(Excerpts of pointing data)
__________________________________________________
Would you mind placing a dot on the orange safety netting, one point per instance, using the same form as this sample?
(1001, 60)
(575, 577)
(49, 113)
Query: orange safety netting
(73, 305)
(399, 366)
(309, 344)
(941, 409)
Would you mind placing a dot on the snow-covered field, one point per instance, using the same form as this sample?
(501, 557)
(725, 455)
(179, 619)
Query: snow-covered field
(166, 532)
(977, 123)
__________________________________________________
▶ **DESCRIPTION OF THE TASK**:
Convert the items, starting at the line containing "Would you mind placing a dot on the snow-covered" and ending at the last line of the items, into a Markdown table with columns Row and Line. Omit blank lines.

▶ **TASK OUTPUT**:
| Row | Line |
|---|---|
| 1 | Would you mind placing a dot on the snow-covered field, one point per instance, using the same form as this sample? |
| 2 | (501, 557) |
| 3 | (725, 455) |
| 4 | (179, 619) |
| 5 | Query: snow-covered field |
| 6 | (166, 532) |
| 7 | (977, 123) |